TEXT START

I am a difficult person at times. I like my things organized in a specific way. I hate messes! I can't stand them. It drives me crazy when my desk is the innocent victim of discarded papers and an askew row of colored pens. I hate it when my notes aren't color coded. I make check list after check list, all containing the same tasks. Then I have check lists for my check lists. I constantly go through my closet to make things neater, usually ending up putting everything back where it came from. Walking into my dining room and seeing my table covered in papers and bags stresses me out if it remains not cleaned for an extended period of time. I hate when my things are dirty: blankets, counters, clothes, hands, etc. If you know somebody anything like me, then this article is for you.
I drive a lot of people crazy. I am much more clean and organized than the average young adult. It's a part of my personality. Dealing with me can be stressful. To those of you are are obsessed with cleaning and organizing, let me try and explain what that is like to other people who may not understand.
People like me cannot help the way we are. Messes give us anxiety. The degree to which we are affected by messes varies depending on the individual. I should probably make a distinction here; messes are collections of items that are garbage, such as tissues or empty boxes, wrappers, or nonessential cluttering things. Disorganization is the accumulation of clothing, blankets, books, and messes in a manner where there is no distinction between the mess and other other things. Every item is strewn about with no order. I can deal with disorganization, most of the time, but I cannot deal with messes.
For people like me, seeing messes and disorganization is difficult. Some individuals are hyper-organized because of a traumatic event, and this is a coping mechanism. Others, like me, are just like this for no particular reason that we are aware of. What it is important to understand is that being hyper-organized is not a bad thing. Yes, we sometimes come off and bossy and overly-authoritative because we demand that messes are cleaned and that some order is given to disorder. Yes, we realize that the average person has no desire to follow our organizational habits. And yes, we understand that we can be difficult at times. But please be patient with us and please try to help us not break down from anxiety because of messes.
When dealing with somebody who is hyper-organized, the worst thing to do is try and play off the mess or disorganization as nothing. Yeah, in the grand scheme of things it doesn't matter. I know that. But that does nothing to change the fact that I cannot help but feel anxious when it comes to messes. This anxiousness is not simple discomfort. This anxiousness is the beginning of an anxiety attack. Far too often I witness people having anxiety attacks of different levels for different reasons, and those people are shoved aside because of their heightened emotional state. Anxiety is a serious problem. It is not fun to have an anxiety attack, and I wish that I didn't have to deal with them. I certainly would not wish that on any one else. But anxiety is real and it happens for many reasons.
In my case, my hyper-organization is both a blessing and a curse. I am so organized that I rarely lose things and I always know where everything is. But, the anxiety that results from messes and disorganization has the potential to cause problems between me and other people. Sometimes, I cannot see past the mess; it is all I can think about or focus on. I'm not sure why I am like this, but I know that so many other people struggle with this for their own reasons. Regardless of the reason, it is not okay to joke around with us by making a mess on purpose or pretending to do something that you know will get us worked up. I hate it when people's shoes touch by blankets. When people pretend to step on my blankets or they don't take me seriously when I tell them to take their shoes off, I feel like I do not matter as a person because of my hyper-organization. It is degrading.

TEXT END
ENTRIES SHOWN START

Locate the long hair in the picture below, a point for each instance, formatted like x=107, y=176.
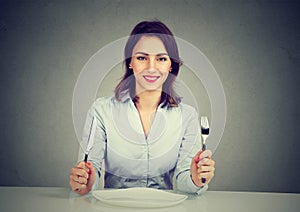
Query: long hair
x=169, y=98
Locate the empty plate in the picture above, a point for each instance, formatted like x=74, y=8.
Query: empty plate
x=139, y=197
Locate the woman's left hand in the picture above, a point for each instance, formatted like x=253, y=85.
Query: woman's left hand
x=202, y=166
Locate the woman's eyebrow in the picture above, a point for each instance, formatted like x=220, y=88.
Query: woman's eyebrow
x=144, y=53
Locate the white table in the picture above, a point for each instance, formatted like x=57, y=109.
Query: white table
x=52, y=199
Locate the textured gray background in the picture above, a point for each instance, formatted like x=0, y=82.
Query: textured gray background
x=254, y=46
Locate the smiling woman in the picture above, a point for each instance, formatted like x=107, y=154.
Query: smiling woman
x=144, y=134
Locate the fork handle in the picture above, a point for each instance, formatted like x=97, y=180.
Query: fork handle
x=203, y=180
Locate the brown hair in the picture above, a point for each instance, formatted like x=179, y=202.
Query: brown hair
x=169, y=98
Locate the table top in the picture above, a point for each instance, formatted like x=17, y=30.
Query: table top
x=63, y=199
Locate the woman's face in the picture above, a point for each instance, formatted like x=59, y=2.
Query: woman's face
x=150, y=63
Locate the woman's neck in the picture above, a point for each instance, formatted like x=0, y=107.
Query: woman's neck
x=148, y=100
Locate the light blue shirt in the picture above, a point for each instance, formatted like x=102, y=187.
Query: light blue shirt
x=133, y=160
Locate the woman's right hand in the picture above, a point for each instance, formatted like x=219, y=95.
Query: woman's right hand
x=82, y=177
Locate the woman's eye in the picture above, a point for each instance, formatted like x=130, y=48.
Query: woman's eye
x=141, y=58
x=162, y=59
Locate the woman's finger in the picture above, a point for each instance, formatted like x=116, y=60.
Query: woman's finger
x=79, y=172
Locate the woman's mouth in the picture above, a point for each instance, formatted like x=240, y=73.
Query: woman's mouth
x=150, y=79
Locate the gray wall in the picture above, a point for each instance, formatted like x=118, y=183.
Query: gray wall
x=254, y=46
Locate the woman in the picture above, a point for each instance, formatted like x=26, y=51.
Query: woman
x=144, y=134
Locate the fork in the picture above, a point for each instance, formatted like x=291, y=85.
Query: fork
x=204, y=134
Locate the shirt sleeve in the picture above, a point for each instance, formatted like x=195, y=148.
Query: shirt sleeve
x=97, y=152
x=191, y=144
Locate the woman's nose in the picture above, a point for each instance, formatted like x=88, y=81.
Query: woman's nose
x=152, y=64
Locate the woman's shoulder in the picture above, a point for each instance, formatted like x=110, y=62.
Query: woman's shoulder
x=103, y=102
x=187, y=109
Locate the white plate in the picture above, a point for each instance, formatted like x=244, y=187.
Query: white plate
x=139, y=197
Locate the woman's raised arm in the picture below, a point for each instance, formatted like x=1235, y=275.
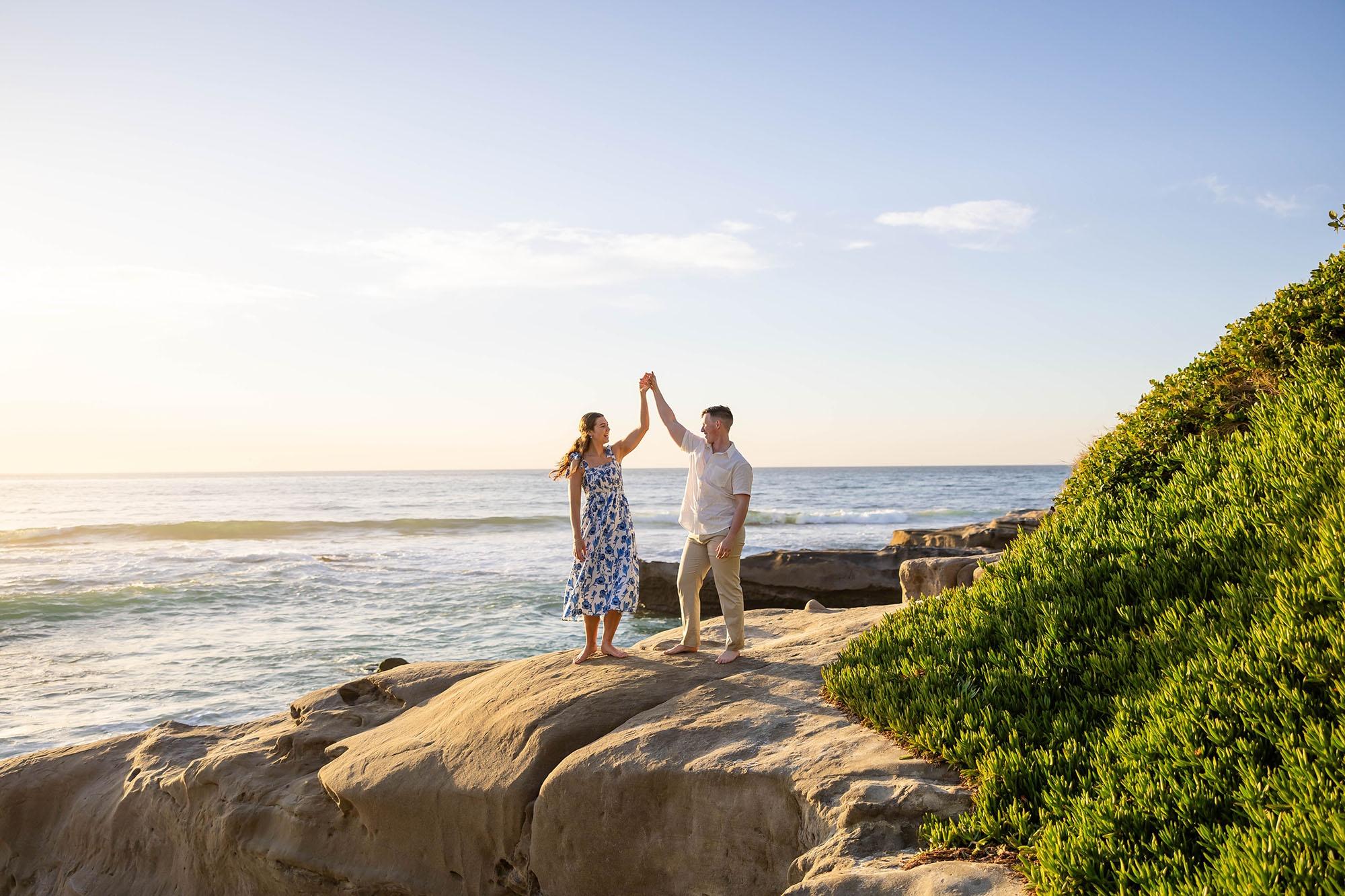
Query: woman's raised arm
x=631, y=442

ENTRIES SHOWN END

TASK: Reproduce the hyper-organization text verbatim, everything from "I am a difficult" down to "is for you.".

RESPONSE:
I am a difficult person at times. I like my things organized in a specific way. I hate messes! I can't stand them. It drives me crazy when my desk is the innocent victim of discarded papers and an askew row of colored pens. I hate it when my notes aren't color coded. I make check list after check list, all containing the same tasks. Then I have check lists for my check lists. I constantly go through my closet to make things neater, usually ending up putting everything back where it came from. Walking into my dining room and seeing my table covered in papers and bags stresses me out if it remains not cleaned for an extended period of time. I hate when my things are dirty: blankets, counters, clothes, hands, etc. If you know somebody anything like me, then this article is for you.